- EXTRAIT PRÉSENTÉ:
● ● ● ● ● ● ●

Cette dernière affaire n’est pas encore conclue, le présent pourvoi devant d’abord être décidé. Comme cela se conçoit, la Couronne appuie la thèse de Dental Company.

Sperry Rand a succédé à Remington Rand en 1966 et, par un accord intervenu le 16 décembre 1968, elle a sous-loué les lieux à Dental exactement aux mêmes conditions que celles que contient l’Annexe B de la convention en vue d’un bail passée en 1964.

La Cour a été saisie de quatre questions:

[TRADUCTION] 1. En vertu de ladite convention en vue d’un bail et dudit bail, The Dental Company of Canada Limited a-t-elle tous les droits et privilèges accordés à Remington Rand Limited par le bail principal que mentionnent ladite convention et ledit bail?

2. Ces droits et privilèges comprennent-ils le droit à reconduction accordé à Remington Rand Limited par le bail principal?

3. Sperry Rand Canada Limited est-elle tenue d’exercer les privilèges de reconduction que lui accorde le paragraphe 18 dudit bail principal, si et quand The Dental Company of Canada Limited le lui demande en vertu du paragraphe portant le numéro 3 de ladite convention en vue d’un bail?

4. Advenant que The Dental Company of Canada Limited demande à Sperry Rand Canada Limited d’exercer les privilèges de reconduction que lui accorde le paragraphe 18 dudit bail principal, l’avantage du terme de reconduction doit-il échoir à The Dental Company of Canada Limited?

En première instance, le juge a répondu oui à ces quatre questions, ce qui a eu pour résultat de donner droit à Dental Company, non pas à Sperry Rand, de lever l’option des reconductions successives de cinq ans que prévoit le bail principal. La Cour d’appel a infirmé cette conclusion en répondant non aux questions nos 1, 2 et 4.

Dans ses motifs de jugement exprimés de vive voix en Cour d’appel, le juge Laskin (alors juge d’appel) a signalé qu’on ne pouvait répondre oui à ces questions que si

(a) le sous-bail et le bail à Dental étaient des cessions de toute la période non révolue du bail principal, ou

(b) la clause 3 de la convention en vue d’un bail et la clause du sous-bail relative à l’avan-

[Page 271]

tage et aux services et privilèges, ensemble font de Dental le locataire durant les périodes de reconduction.

Le droit de retour (réversion) d’un jour avant l’expiration de la période accordée à Dental dans le bail et le sous-bail empêche le sous-bail de devenir une cession à Dental. Quant au second moyen possible, la clause 3 de la convention en vue d’un bail ne donnait droit à l’appelante que d’obliger Sperry Rand à exercer ses privilèges de reconduction, lesquels pourraient ensuite donner lieu à un autre accord entre les intéressés, mais cette clause-là, en soi, ne permet pas à Dental de revendiquer d’autres droits dans la tenure à bail. Le fait que tout l’avantage et tous les services et privilèges dont jouit Sperry Rand en vertu du bail principal sont par le sous-bail conférés à l’appelante ne peut s’interpréter comme accordant également à Dental le droit de reconduction, car cela ne concorderait pas avec l’interprétation donnée à la clause 3 de la convention en vue d’un bail, ni avec la réserve formelle d’un jour en faveur de Sperry Rand.

● ● ● ● ● ● ●

Données stockées
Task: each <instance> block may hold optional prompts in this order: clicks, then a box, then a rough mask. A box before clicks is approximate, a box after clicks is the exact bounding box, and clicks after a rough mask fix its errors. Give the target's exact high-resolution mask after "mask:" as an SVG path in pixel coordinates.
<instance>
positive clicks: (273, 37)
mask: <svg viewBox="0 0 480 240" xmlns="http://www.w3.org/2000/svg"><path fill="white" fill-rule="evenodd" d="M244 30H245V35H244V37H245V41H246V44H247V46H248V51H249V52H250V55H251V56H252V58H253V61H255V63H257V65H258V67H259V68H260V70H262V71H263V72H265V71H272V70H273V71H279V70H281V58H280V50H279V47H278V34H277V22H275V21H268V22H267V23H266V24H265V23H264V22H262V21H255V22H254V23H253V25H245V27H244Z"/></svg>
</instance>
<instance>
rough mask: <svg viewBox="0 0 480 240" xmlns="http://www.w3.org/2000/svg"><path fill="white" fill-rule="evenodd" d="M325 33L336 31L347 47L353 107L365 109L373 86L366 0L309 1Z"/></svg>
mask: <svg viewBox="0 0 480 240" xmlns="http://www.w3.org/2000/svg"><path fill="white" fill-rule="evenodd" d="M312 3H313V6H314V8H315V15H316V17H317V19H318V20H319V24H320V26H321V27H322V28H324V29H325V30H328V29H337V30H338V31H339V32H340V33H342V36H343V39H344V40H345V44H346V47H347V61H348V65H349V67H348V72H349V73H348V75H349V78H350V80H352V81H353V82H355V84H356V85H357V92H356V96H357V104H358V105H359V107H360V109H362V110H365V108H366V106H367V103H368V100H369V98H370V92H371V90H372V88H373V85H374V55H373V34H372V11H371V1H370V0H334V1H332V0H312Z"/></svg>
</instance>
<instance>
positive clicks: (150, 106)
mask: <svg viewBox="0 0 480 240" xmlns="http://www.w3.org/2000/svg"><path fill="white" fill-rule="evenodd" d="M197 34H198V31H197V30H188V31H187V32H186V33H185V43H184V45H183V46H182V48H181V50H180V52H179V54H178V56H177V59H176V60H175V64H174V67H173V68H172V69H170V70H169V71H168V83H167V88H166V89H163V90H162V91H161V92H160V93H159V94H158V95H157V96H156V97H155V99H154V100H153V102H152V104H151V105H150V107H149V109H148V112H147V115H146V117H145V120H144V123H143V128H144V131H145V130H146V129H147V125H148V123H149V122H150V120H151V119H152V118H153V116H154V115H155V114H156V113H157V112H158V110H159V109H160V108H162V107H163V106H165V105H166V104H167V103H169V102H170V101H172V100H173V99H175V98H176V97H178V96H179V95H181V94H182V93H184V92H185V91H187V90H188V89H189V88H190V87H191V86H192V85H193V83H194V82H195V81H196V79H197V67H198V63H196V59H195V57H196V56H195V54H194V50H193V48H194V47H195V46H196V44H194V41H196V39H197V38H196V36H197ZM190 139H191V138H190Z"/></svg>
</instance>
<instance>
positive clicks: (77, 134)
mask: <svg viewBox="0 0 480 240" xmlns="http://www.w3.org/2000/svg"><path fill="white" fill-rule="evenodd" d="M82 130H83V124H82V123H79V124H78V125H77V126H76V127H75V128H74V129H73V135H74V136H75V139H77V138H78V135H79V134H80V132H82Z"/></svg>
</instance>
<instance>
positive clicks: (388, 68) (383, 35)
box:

● ● ● ● ● ● ●

- OBJECTIF DE LA TÂCHE: D'après l'extrait présenté, à quelles questions la Cour d'appel a-t-elle répondu non ?

- SOLUTION CI-DESSOUS: Aux questions nos 1, 2 et 4.